Consegna a: Seleziona e ricopia ogni riga delle voci in cui compare la stringa "cushion", tenendo conto della distinzione tra maiuscole e minuscole.

Brano di lettura:

In una situazione che appare disordinata, vengono dunque stimolati quei legami che più vanno a contribuire all’effettiva attività lavorativa. Ma non si può parlare di anarchia. Come si tenterà di dimostrare, si osserva come in realtà ci si trovi di fronte a un modello di organizzazione, o meglio auto-organizzazione, di tipo per l’appunto spontaneo, che giunge “dal basso” della comunità, basato su valori di condivisione e di raggiungimento dello scopo. L’anarchia è tenuta a bada da un coordinatore, un ruolo fondamentale, ma che non è solitamente mai ricoperto dalla stessa persona. Tale struttura è stata definita, come vedremo in seguito, da Raymond19, “a bazar”. È sicuramente comunque un modello di organizzazione difficile da sistematizzare e da rinchiudere in uno schema rigido e universale: ogni caso situato ha, solitamente, le sue peculiarità e le sue varianti di funzionamento.

Consegna b: Secondo il brano, da chi è tenuta a bada l'anarchia?

Voci fornite:
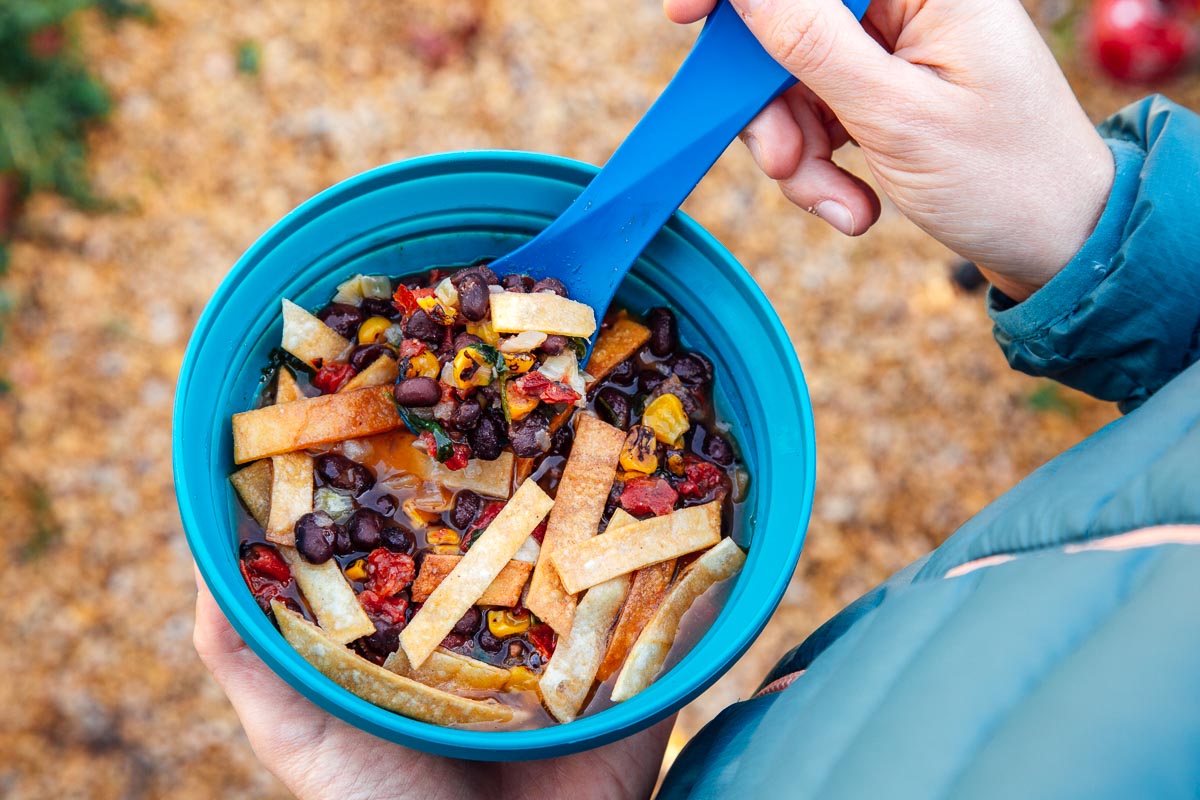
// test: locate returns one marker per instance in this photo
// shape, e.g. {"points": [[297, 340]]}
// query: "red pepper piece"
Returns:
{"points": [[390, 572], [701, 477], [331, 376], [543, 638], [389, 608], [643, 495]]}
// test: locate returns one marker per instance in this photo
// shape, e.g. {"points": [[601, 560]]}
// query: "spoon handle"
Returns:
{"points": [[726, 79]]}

==

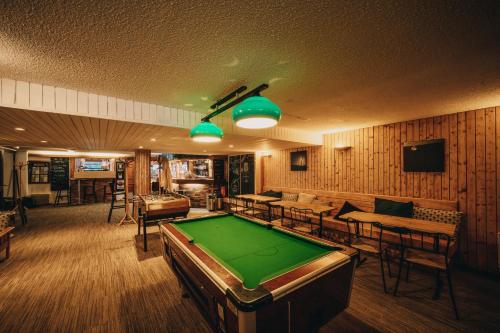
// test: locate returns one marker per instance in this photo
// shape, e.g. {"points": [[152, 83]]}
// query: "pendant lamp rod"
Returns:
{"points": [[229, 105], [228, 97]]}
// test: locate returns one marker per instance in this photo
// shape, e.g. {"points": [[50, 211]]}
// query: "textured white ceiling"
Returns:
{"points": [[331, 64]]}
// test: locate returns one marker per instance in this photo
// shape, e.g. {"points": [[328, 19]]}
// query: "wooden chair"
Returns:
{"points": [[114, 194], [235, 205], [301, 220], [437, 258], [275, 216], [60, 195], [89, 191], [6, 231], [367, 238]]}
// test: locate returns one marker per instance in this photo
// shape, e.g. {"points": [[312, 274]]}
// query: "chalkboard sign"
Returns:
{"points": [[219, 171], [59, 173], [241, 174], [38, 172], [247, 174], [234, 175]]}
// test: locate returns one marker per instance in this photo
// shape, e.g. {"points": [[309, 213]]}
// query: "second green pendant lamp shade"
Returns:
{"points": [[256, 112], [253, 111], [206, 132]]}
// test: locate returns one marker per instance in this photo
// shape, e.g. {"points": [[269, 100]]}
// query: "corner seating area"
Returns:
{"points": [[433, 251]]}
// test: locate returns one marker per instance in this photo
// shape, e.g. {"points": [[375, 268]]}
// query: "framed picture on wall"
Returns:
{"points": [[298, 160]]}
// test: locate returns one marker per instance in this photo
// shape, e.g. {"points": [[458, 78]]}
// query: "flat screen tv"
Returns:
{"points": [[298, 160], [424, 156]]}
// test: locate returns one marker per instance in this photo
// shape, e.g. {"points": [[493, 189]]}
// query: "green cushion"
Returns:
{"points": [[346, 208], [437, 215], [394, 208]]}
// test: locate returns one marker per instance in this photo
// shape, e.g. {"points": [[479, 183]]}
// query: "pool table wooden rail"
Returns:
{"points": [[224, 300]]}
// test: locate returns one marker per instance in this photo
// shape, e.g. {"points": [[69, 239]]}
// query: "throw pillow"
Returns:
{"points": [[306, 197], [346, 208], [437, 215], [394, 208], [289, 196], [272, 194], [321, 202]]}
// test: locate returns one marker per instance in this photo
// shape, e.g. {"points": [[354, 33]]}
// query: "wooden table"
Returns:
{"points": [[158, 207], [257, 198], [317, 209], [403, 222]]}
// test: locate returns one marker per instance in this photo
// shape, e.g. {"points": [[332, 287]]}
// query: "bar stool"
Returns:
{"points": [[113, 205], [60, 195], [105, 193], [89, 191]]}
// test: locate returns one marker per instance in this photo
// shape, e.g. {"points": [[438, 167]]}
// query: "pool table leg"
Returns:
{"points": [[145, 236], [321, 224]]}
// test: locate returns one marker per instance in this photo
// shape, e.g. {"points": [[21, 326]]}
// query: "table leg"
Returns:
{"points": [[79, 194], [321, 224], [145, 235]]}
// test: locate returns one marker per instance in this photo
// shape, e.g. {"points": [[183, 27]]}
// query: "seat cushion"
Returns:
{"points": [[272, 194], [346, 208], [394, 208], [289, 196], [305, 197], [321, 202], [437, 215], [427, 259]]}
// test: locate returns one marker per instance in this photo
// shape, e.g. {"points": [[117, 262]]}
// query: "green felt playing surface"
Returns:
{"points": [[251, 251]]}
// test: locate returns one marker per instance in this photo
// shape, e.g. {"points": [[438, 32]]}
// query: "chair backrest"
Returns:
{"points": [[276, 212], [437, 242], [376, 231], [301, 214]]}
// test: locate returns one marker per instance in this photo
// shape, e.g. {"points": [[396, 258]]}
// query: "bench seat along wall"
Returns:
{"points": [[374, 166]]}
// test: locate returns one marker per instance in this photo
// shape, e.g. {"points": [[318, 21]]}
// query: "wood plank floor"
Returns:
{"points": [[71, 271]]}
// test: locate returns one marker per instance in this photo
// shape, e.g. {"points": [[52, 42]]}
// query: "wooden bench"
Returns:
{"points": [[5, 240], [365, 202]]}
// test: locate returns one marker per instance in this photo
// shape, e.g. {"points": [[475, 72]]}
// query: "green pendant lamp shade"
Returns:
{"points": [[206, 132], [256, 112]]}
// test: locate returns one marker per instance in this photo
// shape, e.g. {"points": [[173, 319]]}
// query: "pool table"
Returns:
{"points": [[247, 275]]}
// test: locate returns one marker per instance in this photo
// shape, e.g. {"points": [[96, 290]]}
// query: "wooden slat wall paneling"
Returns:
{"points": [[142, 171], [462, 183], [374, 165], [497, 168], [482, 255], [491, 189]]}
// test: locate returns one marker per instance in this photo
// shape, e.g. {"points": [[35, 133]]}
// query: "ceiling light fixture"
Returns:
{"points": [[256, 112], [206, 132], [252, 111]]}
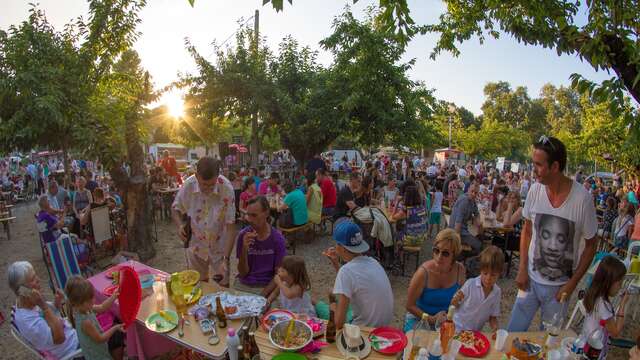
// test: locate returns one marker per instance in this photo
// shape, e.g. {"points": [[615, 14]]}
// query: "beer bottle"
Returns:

---

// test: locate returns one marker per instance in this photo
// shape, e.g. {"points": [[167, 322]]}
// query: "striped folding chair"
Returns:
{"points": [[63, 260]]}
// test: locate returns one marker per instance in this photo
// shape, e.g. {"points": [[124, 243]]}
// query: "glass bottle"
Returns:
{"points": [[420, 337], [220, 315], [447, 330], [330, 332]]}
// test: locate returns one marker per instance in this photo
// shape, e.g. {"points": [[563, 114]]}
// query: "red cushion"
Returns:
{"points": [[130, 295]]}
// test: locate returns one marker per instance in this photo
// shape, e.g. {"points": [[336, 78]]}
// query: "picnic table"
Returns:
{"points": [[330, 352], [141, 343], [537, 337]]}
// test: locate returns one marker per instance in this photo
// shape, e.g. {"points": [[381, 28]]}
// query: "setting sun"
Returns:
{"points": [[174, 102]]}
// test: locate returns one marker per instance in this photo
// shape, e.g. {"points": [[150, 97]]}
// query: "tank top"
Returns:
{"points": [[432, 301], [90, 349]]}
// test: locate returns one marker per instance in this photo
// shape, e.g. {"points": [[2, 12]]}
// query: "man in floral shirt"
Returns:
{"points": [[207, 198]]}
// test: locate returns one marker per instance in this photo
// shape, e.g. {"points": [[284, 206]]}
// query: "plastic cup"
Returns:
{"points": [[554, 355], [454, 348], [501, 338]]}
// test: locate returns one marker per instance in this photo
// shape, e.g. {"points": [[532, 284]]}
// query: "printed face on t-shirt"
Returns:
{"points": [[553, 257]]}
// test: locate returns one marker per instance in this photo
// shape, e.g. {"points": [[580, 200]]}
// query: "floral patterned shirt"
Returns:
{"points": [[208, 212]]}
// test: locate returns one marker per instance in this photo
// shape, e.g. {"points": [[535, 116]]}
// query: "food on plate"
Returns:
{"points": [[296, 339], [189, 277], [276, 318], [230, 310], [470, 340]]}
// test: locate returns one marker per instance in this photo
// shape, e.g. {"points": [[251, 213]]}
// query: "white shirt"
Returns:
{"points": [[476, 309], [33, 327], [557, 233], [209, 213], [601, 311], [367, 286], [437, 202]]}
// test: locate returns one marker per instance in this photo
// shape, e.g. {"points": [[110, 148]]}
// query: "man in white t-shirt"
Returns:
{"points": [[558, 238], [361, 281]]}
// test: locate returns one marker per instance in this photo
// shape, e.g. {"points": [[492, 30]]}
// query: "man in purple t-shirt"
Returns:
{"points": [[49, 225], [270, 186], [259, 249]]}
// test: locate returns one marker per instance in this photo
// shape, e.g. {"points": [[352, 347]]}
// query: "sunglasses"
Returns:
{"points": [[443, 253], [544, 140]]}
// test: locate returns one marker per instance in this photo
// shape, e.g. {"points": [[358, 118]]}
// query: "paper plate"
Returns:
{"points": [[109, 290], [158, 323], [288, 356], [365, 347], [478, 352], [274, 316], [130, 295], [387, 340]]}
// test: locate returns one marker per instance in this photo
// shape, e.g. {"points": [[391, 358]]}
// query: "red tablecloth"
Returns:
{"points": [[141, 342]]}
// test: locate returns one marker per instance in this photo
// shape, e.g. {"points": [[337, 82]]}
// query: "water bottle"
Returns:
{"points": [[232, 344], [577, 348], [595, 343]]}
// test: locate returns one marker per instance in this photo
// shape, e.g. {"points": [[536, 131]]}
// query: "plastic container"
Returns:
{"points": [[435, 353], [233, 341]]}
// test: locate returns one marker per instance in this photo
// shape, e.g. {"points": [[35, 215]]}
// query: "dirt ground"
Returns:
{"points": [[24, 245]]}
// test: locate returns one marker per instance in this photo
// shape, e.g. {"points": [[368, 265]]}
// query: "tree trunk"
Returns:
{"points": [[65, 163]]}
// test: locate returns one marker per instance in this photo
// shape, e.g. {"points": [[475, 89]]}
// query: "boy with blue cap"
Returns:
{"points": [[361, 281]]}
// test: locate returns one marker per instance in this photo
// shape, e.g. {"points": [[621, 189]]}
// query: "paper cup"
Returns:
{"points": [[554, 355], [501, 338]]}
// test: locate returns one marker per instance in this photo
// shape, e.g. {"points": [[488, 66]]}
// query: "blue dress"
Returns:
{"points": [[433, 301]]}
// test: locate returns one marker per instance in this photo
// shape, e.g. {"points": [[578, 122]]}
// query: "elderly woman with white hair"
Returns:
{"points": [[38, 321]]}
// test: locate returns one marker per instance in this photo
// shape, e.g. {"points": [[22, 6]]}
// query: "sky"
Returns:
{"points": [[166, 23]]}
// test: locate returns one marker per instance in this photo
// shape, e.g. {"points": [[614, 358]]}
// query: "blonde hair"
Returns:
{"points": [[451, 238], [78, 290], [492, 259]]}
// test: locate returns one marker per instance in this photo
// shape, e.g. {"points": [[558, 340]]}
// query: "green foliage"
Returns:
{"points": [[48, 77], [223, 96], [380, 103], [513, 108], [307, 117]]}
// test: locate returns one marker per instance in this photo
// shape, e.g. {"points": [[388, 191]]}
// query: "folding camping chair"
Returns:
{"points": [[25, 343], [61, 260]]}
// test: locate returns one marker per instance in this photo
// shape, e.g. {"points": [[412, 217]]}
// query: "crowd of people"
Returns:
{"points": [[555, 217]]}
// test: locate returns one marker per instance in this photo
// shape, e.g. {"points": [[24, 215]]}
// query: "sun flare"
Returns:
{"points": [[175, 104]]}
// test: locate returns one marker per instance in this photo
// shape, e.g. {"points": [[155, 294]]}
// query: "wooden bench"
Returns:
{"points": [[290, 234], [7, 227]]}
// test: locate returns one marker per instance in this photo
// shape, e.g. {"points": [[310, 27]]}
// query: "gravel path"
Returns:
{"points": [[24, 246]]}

Risultato finale a:
// query: "green cushion"
// query: "seat cushion"
// query: "red cushion"

Risultato finale b: Da un coordinatore, un ruolo fondamentale che di solito non è ricoperto dalla stessa persona.